Position identification records:
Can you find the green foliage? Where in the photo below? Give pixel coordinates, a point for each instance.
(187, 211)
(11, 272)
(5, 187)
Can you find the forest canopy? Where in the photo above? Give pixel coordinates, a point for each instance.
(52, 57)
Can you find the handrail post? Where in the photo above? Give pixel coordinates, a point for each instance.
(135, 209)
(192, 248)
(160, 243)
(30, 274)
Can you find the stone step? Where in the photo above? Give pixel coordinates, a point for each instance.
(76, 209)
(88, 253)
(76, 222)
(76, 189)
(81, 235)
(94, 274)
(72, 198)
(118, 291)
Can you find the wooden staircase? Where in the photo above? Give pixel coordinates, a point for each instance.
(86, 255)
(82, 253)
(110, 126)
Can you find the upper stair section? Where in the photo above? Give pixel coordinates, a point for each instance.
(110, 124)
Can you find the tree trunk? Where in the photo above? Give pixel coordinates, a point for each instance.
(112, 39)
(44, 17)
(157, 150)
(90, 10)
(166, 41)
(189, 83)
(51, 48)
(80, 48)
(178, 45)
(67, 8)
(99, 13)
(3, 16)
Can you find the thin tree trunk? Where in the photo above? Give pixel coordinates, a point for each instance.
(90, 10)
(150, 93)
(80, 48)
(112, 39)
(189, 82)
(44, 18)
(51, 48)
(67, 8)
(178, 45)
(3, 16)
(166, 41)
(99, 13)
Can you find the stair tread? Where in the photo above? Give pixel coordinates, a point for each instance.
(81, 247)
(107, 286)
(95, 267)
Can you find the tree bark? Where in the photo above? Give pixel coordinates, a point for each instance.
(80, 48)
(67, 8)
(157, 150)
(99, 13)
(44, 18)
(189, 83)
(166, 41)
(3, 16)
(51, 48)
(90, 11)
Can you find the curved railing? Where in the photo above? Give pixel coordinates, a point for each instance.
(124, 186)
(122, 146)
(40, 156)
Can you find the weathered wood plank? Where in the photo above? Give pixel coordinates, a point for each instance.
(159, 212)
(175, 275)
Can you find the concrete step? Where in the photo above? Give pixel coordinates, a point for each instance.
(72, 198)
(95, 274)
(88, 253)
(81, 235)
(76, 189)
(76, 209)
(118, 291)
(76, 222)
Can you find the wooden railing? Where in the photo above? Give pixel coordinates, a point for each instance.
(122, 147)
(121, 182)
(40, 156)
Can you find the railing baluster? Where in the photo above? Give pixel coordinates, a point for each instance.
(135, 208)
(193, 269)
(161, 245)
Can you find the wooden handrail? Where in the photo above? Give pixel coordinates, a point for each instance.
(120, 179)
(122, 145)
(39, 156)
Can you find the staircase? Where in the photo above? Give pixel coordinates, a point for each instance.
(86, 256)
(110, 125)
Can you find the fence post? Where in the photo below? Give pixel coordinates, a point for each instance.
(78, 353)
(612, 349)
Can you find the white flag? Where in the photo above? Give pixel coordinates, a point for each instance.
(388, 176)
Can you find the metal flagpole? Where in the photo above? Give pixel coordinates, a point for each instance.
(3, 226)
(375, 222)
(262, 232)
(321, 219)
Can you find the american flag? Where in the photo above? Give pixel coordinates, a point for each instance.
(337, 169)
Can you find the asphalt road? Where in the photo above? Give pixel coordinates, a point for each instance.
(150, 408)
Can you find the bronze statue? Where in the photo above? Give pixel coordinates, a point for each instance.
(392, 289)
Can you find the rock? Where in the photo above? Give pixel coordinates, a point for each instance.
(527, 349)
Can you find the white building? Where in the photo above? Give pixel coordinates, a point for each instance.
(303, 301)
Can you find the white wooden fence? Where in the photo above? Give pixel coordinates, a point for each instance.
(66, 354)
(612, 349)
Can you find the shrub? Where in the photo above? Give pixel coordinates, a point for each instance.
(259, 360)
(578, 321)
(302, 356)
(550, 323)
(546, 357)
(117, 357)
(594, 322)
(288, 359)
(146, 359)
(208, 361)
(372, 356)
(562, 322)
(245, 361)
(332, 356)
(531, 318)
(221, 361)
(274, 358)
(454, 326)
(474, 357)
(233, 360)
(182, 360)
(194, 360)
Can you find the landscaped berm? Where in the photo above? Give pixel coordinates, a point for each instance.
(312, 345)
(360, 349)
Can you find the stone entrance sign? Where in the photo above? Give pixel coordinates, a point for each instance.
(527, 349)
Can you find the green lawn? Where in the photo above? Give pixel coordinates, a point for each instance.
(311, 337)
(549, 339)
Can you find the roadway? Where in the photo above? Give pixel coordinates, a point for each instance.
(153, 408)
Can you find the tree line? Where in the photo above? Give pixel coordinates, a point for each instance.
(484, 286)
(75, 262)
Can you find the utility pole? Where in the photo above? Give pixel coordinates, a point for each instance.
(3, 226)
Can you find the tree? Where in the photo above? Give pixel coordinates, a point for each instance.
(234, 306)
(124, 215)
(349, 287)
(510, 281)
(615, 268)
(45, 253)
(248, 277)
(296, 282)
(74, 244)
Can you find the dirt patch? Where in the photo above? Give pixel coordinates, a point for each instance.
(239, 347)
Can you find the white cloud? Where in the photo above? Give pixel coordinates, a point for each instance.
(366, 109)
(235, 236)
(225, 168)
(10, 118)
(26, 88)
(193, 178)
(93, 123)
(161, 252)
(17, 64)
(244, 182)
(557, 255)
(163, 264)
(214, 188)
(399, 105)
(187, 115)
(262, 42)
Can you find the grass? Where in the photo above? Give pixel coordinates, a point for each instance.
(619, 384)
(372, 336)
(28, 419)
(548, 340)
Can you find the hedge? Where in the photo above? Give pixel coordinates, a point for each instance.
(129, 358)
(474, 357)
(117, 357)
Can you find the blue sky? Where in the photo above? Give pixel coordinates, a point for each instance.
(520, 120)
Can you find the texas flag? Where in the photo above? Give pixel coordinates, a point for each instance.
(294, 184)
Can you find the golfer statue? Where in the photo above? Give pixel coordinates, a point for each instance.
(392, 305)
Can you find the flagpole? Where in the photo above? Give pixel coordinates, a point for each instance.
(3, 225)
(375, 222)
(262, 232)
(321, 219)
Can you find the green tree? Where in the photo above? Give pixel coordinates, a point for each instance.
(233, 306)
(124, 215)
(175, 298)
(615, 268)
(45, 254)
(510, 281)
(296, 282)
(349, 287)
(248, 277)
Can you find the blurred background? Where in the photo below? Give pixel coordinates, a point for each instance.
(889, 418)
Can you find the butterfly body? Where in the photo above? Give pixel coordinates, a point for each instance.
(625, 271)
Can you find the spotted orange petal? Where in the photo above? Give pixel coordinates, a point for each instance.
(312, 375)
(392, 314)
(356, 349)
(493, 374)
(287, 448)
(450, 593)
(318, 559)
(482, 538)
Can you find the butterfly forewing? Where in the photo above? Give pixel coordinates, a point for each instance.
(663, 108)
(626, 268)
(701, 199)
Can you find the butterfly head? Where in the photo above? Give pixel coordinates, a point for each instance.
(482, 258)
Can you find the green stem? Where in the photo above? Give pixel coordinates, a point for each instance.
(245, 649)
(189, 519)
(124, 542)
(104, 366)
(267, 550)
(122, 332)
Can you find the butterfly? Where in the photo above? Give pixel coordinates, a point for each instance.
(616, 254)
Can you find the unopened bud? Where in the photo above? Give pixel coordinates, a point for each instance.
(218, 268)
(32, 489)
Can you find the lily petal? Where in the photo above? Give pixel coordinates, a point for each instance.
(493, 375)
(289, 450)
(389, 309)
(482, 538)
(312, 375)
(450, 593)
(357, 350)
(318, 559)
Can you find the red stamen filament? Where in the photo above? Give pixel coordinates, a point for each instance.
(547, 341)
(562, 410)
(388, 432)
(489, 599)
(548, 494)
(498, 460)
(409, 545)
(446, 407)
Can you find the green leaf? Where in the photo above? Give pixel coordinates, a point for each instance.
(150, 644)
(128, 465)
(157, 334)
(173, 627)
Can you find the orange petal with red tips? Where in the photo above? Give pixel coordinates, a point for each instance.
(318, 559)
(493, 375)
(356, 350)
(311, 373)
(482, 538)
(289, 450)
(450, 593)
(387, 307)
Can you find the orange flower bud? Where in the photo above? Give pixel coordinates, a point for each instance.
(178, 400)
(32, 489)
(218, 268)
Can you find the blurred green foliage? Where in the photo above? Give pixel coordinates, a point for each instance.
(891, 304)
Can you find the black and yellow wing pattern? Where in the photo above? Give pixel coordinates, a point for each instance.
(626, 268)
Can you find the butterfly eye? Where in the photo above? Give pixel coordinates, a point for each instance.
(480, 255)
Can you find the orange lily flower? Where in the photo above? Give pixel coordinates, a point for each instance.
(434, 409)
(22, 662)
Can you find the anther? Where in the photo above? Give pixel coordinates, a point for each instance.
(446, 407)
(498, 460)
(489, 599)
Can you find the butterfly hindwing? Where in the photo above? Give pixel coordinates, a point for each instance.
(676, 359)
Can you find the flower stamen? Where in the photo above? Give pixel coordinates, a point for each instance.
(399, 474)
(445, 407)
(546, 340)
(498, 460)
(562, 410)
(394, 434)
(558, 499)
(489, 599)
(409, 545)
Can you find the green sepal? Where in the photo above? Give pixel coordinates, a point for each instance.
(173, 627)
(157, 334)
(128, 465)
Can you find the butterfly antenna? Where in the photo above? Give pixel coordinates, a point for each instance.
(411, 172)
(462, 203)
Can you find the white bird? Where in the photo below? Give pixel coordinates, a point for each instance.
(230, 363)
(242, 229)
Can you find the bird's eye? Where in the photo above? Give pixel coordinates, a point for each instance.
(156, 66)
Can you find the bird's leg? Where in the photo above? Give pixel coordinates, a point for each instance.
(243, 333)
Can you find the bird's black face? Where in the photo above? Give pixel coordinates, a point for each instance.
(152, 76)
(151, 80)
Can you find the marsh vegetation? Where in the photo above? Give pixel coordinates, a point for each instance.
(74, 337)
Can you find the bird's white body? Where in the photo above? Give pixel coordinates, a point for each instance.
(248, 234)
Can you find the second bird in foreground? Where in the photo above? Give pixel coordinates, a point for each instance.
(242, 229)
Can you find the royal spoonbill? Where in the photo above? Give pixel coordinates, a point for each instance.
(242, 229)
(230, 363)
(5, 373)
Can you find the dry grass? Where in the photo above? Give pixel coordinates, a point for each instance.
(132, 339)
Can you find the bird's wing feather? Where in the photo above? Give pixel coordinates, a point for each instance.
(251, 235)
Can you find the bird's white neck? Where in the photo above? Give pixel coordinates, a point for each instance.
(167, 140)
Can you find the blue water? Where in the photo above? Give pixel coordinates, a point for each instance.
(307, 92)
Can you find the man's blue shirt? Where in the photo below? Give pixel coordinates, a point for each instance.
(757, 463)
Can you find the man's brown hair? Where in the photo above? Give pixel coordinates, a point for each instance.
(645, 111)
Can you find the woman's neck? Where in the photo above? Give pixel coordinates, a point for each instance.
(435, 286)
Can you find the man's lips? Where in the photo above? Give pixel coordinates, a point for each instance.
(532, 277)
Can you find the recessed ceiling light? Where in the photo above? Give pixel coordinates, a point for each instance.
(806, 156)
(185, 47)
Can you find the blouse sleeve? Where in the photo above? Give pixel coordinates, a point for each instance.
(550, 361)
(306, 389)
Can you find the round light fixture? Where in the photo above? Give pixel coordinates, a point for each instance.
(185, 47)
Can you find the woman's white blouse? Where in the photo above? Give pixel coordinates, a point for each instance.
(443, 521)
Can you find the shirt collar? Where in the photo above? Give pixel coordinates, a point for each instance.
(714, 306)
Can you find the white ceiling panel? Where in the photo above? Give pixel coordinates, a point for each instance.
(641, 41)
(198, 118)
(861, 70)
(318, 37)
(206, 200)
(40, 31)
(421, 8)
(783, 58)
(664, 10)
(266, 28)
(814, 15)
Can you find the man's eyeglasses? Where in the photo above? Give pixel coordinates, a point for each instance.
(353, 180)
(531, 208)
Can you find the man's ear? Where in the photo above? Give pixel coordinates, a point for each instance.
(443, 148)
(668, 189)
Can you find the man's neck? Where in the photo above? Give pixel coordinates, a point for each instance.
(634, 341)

**What needs to be done**
Transcribe without alteration the lines beginning with the one containing "Can you find the white ceiling" and continuing through the final line of the records, both included.

**Response to this task**
Can you find the white ceiling panel? Where in the photo above? Give pixel coordinates, a point for each instance.
(641, 41)
(198, 118)
(861, 70)
(318, 37)
(206, 200)
(40, 31)
(421, 8)
(783, 58)
(664, 10)
(266, 28)
(814, 15)
Can you find the man's eyeglasses? Where in the photo above? Give pixel coordinates, a point for each instance.
(353, 180)
(531, 208)
Can you find the man's ear? Where in the photo above? Give pixel coordinates, a point for each instance.
(443, 148)
(668, 189)
Can you find the man's neck? Where in the photo above? Give pixel coordinates, a point for each instance.
(634, 341)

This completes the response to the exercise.